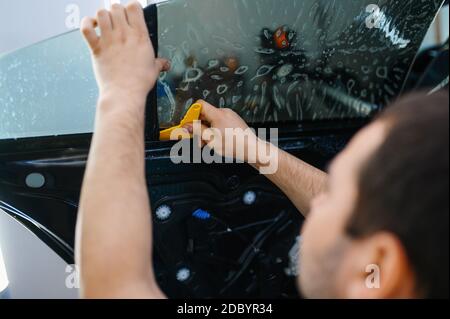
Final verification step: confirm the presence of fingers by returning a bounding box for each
[125,1,148,33]
[183,123,210,147]
[97,9,113,37]
[111,3,129,31]
[197,100,220,123]
[81,17,99,51]
[155,58,170,73]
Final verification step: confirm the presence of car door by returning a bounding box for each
[0,1,440,298]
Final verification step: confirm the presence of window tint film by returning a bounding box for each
[158,0,442,127]
[0,31,98,139]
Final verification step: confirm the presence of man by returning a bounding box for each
[76,3,449,298]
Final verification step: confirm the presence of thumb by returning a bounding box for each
[155,58,170,73]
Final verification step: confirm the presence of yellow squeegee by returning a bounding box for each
[159,103,202,141]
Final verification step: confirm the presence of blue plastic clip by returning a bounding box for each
[192,209,211,220]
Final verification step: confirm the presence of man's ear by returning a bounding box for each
[343,232,416,299]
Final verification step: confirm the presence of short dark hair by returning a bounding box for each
[347,91,449,298]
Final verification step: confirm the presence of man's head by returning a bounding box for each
[299,92,449,298]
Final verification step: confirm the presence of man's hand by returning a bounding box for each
[185,101,327,216]
[81,2,169,105]
[185,100,261,164]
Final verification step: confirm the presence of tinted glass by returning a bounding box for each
[158,0,442,127]
[0,31,98,139]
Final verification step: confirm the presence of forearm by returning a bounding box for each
[77,95,162,297]
[255,141,328,217]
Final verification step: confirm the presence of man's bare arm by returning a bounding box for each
[253,144,328,217]
[76,3,167,298]
[192,101,327,217]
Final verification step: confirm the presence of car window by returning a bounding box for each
[0,31,98,139]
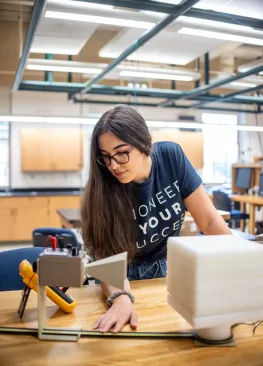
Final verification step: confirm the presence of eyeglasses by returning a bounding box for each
[97,146,134,166]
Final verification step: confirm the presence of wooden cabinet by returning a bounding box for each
[0,196,80,242]
[49,196,80,227]
[20,128,83,172]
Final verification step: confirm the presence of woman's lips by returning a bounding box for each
[115,170,127,178]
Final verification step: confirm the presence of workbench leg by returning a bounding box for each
[249,203,255,235]
[240,202,246,231]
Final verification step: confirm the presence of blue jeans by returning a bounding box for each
[127,258,167,281]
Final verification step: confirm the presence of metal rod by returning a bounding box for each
[205,52,209,85]
[190,84,263,108]
[159,64,263,107]
[45,53,54,83]
[68,55,72,83]
[195,57,200,88]
[71,0,199,98]
[75,99,260,113]
[72,0,263,29]
[19,81,263,108]
[12,0,47,91]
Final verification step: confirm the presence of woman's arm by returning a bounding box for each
[184,184,232,235]
[93,280,138,333]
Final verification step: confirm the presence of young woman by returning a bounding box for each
[81,106,231,332]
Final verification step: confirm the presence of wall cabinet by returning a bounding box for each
[0,196,80,242]
[20,128,83,172]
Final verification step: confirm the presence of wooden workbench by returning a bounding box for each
[57,208,230,229]
[0,279,263,366]
[230,194,263,235]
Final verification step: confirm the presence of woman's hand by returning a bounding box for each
[93,295,138,333]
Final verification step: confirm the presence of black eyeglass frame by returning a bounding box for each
[96,146,135,167]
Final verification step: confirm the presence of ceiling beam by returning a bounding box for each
[159,64,263,107]
[0,0,34,7]
[70,0,200,99]
[19,81,263,108]
[75,99,260,114]
[190,84,263,108]
[73,0,263,30]
[12,0,47,91]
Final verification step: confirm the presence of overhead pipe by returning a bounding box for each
[70,0,200,99]
[189,84,263,108]
[19,81,263,108]
[159,64,263,107]
[195,57,200,88]
[12,0,47,91]
[204,52,210,85]
[75,99,260,114]
[72,0,263,30]
[45,53,54,83]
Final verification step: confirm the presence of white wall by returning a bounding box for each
[238,114,263,163]
[5,89,263,188]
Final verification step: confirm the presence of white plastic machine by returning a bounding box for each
[167,235,263,343]
[37,248,127,341]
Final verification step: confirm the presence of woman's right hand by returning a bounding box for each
[93,295,138,333]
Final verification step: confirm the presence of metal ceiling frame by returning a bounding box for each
[75,99,262,114]
[159,64,263,107]
[70,0,200,99]
[12,0,47,91]
[19,81,263,108]
[190,84,263,108]
[73,0,263,29]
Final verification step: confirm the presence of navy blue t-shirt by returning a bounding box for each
[133,142,202,262]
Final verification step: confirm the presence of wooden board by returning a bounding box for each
[0,279,263,366]
[151,129,204,169]
[20,128,83,172]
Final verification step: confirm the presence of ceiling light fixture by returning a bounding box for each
[45,10,155,29]
[0,114,263,132]
[230,81,258,88]
[178,28,263,46]
[120,71,193,81]
[26,64,102,75]
[48,0,113,10]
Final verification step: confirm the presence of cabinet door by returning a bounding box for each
[13,207,49,241]
[0,208,14,241]
[49,196,80,227]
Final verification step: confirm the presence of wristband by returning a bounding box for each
[106,290,135,306]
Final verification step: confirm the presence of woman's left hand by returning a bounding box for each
[93,295,138,333]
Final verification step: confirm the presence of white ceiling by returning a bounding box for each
[99,29,227,65]
[31,0,263,69]
[195,0,263,19]
[30,18,97,55]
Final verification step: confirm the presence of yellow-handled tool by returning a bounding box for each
[19,260,77,313]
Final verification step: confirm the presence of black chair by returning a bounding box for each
[213,191,249,229]
[32,227,80,248]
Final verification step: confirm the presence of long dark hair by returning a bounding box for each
[81,105,152,259]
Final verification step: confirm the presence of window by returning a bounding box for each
[0,122,9,188]
[202,113,238,183]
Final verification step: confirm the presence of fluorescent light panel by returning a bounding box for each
[178,28,263,46]
[26,64,102,75]
[0,114,263,132]
[45,10,155,29]
[120,71,193,81]
[48,0,113,10]
[230,81,258,88]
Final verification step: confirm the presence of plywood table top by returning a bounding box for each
[0,279,263,366]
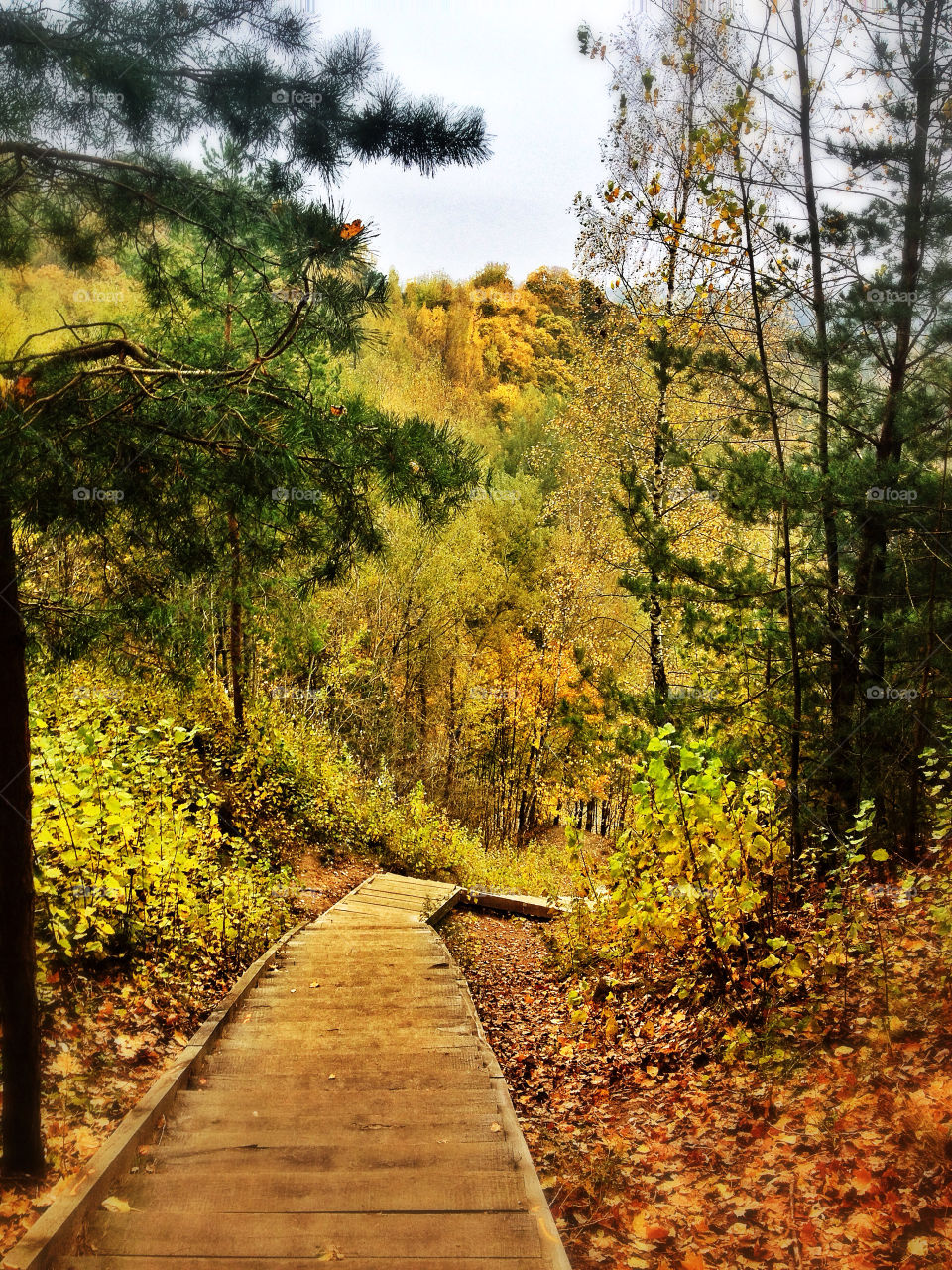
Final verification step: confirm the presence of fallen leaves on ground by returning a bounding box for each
[0,856,373,1255]
[448,915,952,1270]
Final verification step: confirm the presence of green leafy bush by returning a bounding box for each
[32,668,291,966]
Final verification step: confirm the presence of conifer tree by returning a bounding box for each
[0,0,486,1172]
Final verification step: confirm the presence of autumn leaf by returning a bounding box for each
[101,1195,132,1212]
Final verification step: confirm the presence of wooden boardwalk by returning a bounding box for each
[52,874,568,1270]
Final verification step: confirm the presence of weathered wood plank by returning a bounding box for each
[87,1209,540,1260]
[151,1133,517,1176]
[63,1250,548,1270]
[111,1165,526,1212]
[459,889,571,917]
[13,875,568,1270]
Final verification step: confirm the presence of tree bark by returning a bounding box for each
[228,512,245,729]
[793,0,856,840]
[0,499,45,1174]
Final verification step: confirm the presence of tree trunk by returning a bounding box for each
[228,512,245,729]
[793,0,856,840]
[0,500,45,1174]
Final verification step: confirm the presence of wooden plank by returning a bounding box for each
[151,1133,517,1176]
[62,1248,547,1270]
[202,1030,481,1077]
[186,1066,493,1098]
[4,927,300,1270]
[163,1108,502,1152]
[87,1210,539,1260]
[461,889,571,917]
[176,1072,496,1128]
[111,1165,526,1212]
[13,875,568,1270]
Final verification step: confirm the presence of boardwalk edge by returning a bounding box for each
[3,922,311,1270]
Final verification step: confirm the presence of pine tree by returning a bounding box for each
[0,0,486,1172]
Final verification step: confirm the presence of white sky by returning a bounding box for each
[305,0,647,281]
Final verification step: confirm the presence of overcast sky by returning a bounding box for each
[305,0,641,281]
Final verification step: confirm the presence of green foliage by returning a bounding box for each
[31,668,291,971]
[607,724,786,998]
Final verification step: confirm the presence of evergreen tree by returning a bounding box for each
[0,0,486,1172]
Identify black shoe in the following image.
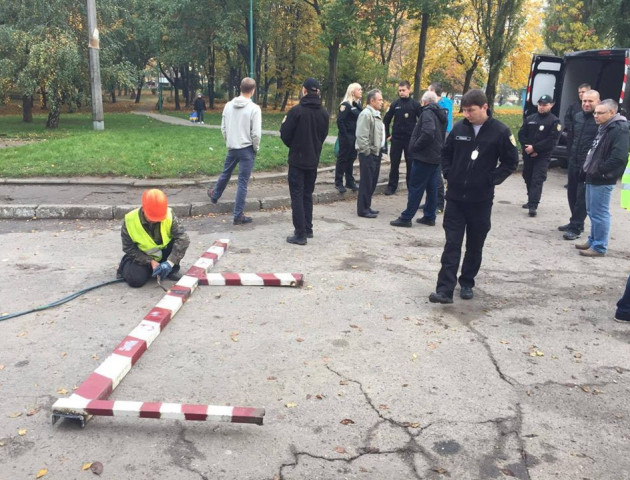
[562,230,582,240]
[416,217,435,227]
[459,287,475,300]
[234,214,253,225]
[429,292,453,303]
[389,217,411,228]
[287,235,306,245]
[166,270,183,282]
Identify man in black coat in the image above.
[518,95,562,217]
[280,78,329,245]
[389,91,448,231]
[558,90,599,240]
[383,80,422,195]
[429,90,518,303]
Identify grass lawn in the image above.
[0,114,335,178]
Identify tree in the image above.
[471,0,525,106]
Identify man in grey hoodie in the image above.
[208,77,262,225]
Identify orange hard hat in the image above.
[142,188,168,222]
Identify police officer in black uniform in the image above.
[383,80,422,195]
[518,95,562,217]
[429,90,518,303]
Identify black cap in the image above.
[302,78,319,93]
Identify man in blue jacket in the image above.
[280,78,329,245]
[429,90,518,303]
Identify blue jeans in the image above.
[400,161,440,222]
[586,183,615,253]
[213,147,255,218]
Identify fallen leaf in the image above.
[90,462,103,475]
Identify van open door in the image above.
[523,55,564,116]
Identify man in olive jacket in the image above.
[280,78,329,245]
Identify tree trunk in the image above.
[326,40,339,114]
[413,12,429,100]
[22,95,33,123]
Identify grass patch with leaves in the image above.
[0,114,335,178]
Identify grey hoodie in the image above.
[221,97,262,152]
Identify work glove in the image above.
[151,260,173,280]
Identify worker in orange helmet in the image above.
[117,188,190,287]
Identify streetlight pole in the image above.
[87,0,105,130]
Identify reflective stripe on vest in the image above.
[125,208,173,262]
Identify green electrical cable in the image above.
[0,278,124,322]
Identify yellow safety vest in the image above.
[621,155,630,210]
[125,208,173,262]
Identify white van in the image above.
[523,48,630,166]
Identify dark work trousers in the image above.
[523,155,549,208]
[400,161,440,222]
[387,137,411,192]
[436,200,492,297]
[118,240,179,288]
[335,148,357,188]
[567,164,586,233]
[289,165,317,238]
[357,153,381,217]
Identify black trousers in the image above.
[357,153,381,217]
[523,155,549,204]
[118,240,179,288]
[335,148,357,187]
[387,137,411,191]
[288,165,317,238]
[567,164,586,233]
[436,200,492,297]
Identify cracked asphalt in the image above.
[0,170,630,480]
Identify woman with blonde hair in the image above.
[335,83,363,193]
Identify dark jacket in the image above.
[409,103,448,165]
[518,109,562,160]
[120,208,190,265]
[337,102,362,160]
[442,117,518,203]
[280,94,329,170]
[567,111,598,169]
[583,114,629,185]
[383,97,422,142]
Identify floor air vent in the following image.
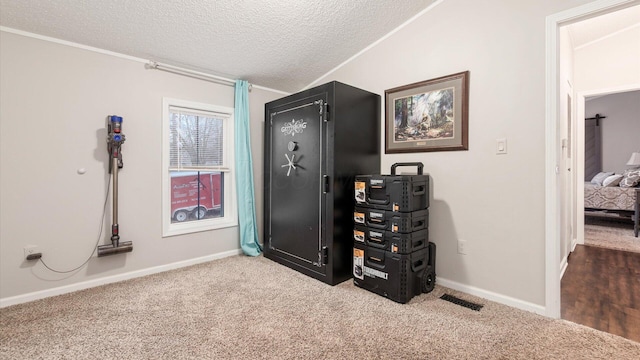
[440,294,483,311]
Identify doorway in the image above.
[545,0,640,318]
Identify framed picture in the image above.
[384,71,469,154]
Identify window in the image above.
[162,98,237,236]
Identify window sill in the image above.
[162,220,238,238]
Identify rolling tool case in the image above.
[353,242,436,304]
[354,163,429,212]
[353,206,429,233]
[353,225,429,254]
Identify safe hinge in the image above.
[324,103,329,121]
[322,246,329,265]
[322,175,330,194]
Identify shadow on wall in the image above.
[429,176,468,283]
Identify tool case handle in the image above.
[391,162,424,175]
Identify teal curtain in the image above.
[234,80,262,256]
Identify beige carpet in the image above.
[0,256,640,359]
[584,216,640,253]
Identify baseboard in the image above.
[0,249,242,308]
[436,277,547,316]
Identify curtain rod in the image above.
[144,61,253,91]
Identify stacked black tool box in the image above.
[353,163,436,304]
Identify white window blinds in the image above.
[169,106,229,171]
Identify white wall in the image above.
[306,0,588,310]
[585,90,640,174]
[574,26,640,93]
[0,32,282,299]
[558,27,577,269]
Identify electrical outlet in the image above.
[24,245,40,259]
[458,239,467,255]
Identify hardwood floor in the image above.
[561,245,640,342]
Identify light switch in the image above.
[496,138,507,154]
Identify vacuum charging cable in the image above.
[40,176,111,274]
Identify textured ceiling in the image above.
[0,0,434,92]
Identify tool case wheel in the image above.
[422,265,436,294]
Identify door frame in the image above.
[545,0,638,318]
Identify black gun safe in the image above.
[264,81,381,285]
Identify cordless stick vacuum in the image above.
[98,115,133,257]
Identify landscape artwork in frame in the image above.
[384,71,469,154]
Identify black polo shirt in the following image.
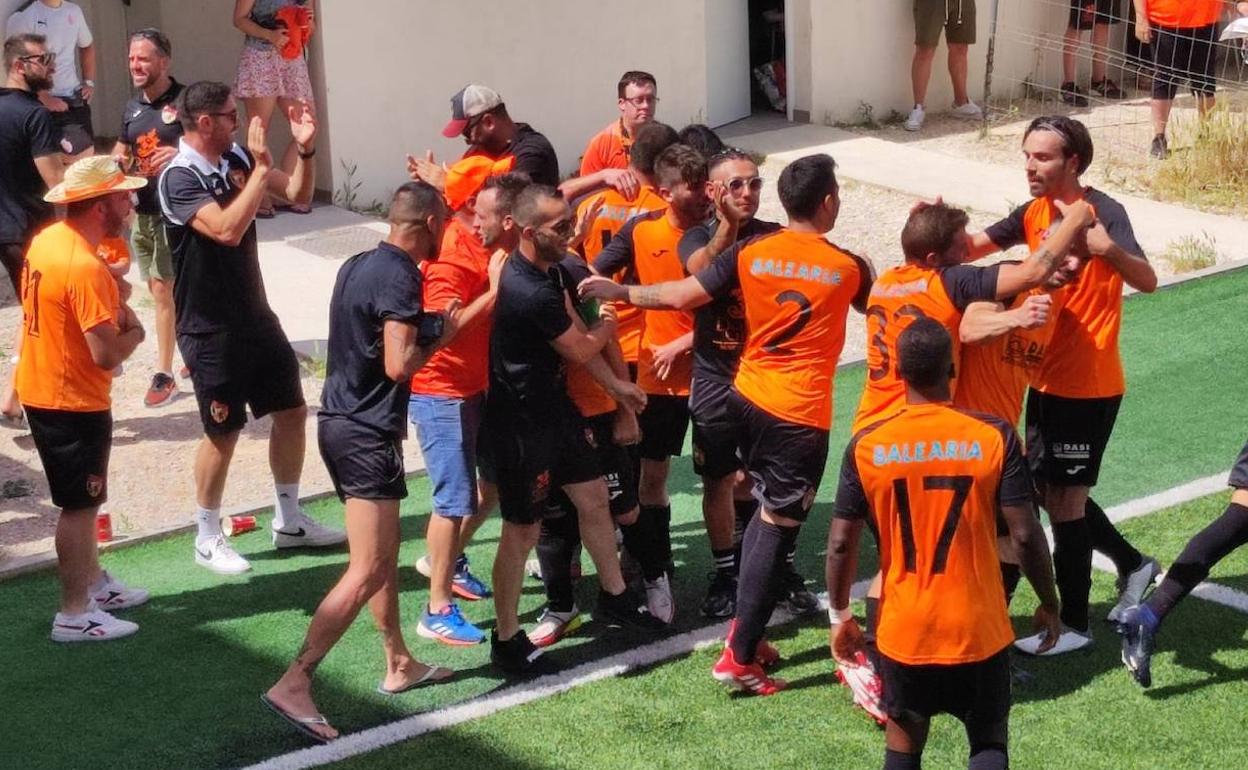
[489,251,572,427]
[157,140,279,336]
[117,80,183,213]
[676,220,780,384]
[319,242,423,437]
[0,89,61,243]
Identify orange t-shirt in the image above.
[577,187,668,363]
[696,230,866,431]
[953,287,1066,426]
[852,263,998,433]
[412,218,490,398]
[1148,0,1223,29]
[594,210,694,396]
[835,403,1032,665]
[16,222,121,412]
[580,120,633,176]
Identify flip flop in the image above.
[260,695,334,744]
[377,665,454,695]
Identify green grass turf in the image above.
[0,271,1248,768]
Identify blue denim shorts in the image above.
[407,393,485,518]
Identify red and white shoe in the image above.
[710,648,789,695]
[836,653,889,725]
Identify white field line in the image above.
[246,473,1248,770]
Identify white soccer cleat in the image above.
[195,534,251,575]
[91,570,149,612]
[273,513,347,548]
[51,602,139,643]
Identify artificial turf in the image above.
[0,265,1248,769]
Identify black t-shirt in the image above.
[319,242,423,437]
[117,80,182,213]
[676,220,780,384]
[0,89,61,243]
[489,251,572,426]
[157,141,277,334]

• [THE REQUEST]: Express the stretch of the listing from the line containing "Final verification step: confirm the presence of green leafy" through the line containing "[0,499,45,1174]" as a JSON list of strings, one string per line, leaving out blank lines.

• [REPLY]:
[
  "Final verification step: confirm the presence of green leafy bush by returning a bounding box for each",
  "[32,668,291,966]",
  "Final verification step: confirm the presence of conifer tree by returning a bounding box for each",
  "[0,0,486,1172]",
  "Final verification step: confirm the presence of autumn leaf by returning a bounding box for each",
  "[101,1195,132,1212]",
  "Final verification step: confirm the presence of wooden boardwalk by returning a bounding box for each",
  "[52,874,568,1270]",
  "Final verification step: confirm the presence of weathered wood plank by returning a bounding box for each",
  "[87,1209,540,1260]",
  "[151,1133,517,1176]",
  "[63,1250,548,1270]",
  "[111,1165,526,1212]",
  "[459,889,571,917]",
  "[13,875,568,1270]",
  "Final verification step: confirm the presence of tree bark by returning a bounding box for each",
  "[228,512,245,729]",
  "[793,0,856,840]",
  "[0,499,45,1174]"
]